_WRITTEN REQUEST_: Collect each line in the records below that contains the string "Query", treating uppercase and lowercase as distinct.

_EXERCISE DATA_:

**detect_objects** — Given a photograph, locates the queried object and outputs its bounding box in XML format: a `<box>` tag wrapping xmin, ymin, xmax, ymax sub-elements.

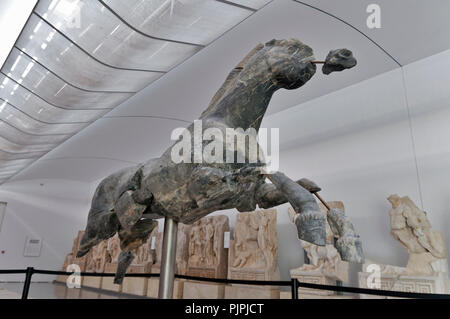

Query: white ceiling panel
<box><xmin>111</xmin><ymin>0</ymin><xmax>398</xmax><ymax>120</ymax></box>
<box><xmin>298</xmin><ymin>0</ymin><xmax>450</xmax><ymax>65</ymax></box>
<box><xmin>13</xmin><ymin>117</ymin><xmax>188</xmax><ymax>182</ymax></box>
<box><xmin>0</xmin><ymin>0</ymin><xmax>450</xmax><ymax>185</ymax></box>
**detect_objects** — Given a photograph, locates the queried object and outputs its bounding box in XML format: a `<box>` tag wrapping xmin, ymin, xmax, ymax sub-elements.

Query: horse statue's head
<box><xmin>259</xmin><ymin>39</ymin><xmax>356</xmax><ymax>90</ymax></box>
<box><xmin>200</xmin><ymin>39</ymin><xmax>356</xmax><ymax>129</ymax></box>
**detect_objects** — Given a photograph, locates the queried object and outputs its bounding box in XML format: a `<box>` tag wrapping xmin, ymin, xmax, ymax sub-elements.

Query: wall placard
<box><xmin>23</xmin><ymin>237</ymin><xmax>42</xmax><ymax>257</ymax></box>
<box><xmin>0</xmin><ymin>202</ymin><xmax>6</xmax><ymax>231</ymax></box>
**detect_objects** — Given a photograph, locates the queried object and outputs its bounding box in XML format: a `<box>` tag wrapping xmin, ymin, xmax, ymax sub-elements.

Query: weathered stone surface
<box><xmin>176</xmin><ymin>224</ymin><xmax>192</xmax><ymax>275</ymax></box>
<box><xmin>358</xmin><ymin>195</ymin><xmax>450</xmax><ymax>299</ymax></box>
<box><xmin>187</xmin><ymin>215</ymin><xmax>230</xmax><ymax>278</ymax></box>
<box><xmin>388</xmin><ymin>195</ymin><xmax>448</xmax><ymax>275</ymax></box>
<box><xmin>289</xmin><ymin>201</ymin><xmax>349</xmax><ymax>299</ymax></box>
<box><xmin>322</xmin><ymin>49</ymin><xmax>356</xmax><ymax>74</ymax></box>
<box><xmin>74</xmin><ymin>39</ymin><xmax>358</xmax><ymax>281</ymax></box>
<box><xmin>228</xmin><ymin>209</ymin><xmax>280</xmax><ymax>280</ymax></box>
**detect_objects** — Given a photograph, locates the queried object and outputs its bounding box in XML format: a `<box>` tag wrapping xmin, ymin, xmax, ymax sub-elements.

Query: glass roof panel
<box><xmin>0</xmin><ymin>74</ymin><xmax>106</xmax><ymax>123</ymax></box>
<box><xmin>0</xmin><ymin>119</ymin><xmax>71</xmax><ymax>145</ymax></box>
<box><xmin>0</xmin><ymin>150</ymin><xmax>47</xmax><ymax>161</ymax></box>
<box><xmin>2</xmin><ymin>49</ymin><xmax>133</xmax><ymax>109</ymax></box>
<box><xmin>0</xmin><ymin>0</ymin><xmax>269</xmax><ymax>183</ymax></box>
<box><xmin>17</xmin><ymin>14</ymin><xmax>164</xmax><ymax>92</ymax></box>
<box><xmin>103</xmin><ymin>0</ymin><xmax>253</xmax><ymax>45</ymax></box>
<box><xmin>0</xmin><ymin>136</ymin><xmax>55</xmax><ymax>154</ymax></box>
<box><xmin>35</xmin><ymin>0</ymin><xmax>201</xmax><ymax>71</ymax></box>
<box><xmin>228</xmin><ymin>0</ymin><xmax>272</xmax><ymax>10</ymax></box>
<box><xmin>0</xmin><ymin>99</ymin><xmax>89</xmax><ymax>135</ymax></box>
<box><xmin>0</xmin><ymin>159</ymin><xmax>34</xmax><ymax>171</ymax></box>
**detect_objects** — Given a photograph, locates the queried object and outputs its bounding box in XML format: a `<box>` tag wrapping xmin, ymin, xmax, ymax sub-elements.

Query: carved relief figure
<box><xmin>289</xmin><ymin>201</ymin><xmax>348</xmax><ymax>282</ymax></box>
<box><xmin>388</xmin><ymin>195</ymin><xmax>448</xmax><ymax>275</ymax></box>
<box><xmin>228</xmin><ymin>210</ymin><xmax>279</xmax><ymax>280</ymax></box>
<box><xmin>187</xmin><ymin>215</ymin><xmax>229</xmax><ymax>278</ymax></box>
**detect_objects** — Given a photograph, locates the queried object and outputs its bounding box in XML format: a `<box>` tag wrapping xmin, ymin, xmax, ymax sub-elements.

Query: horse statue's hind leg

_COMPLETED TASK_:
Query: white ceiling panel
Query: horse statue's head
Query: wall placard
Query: weathered stone surface
Query: glass roof panel
Query: carved relief figure
Query: horse statue's hind leg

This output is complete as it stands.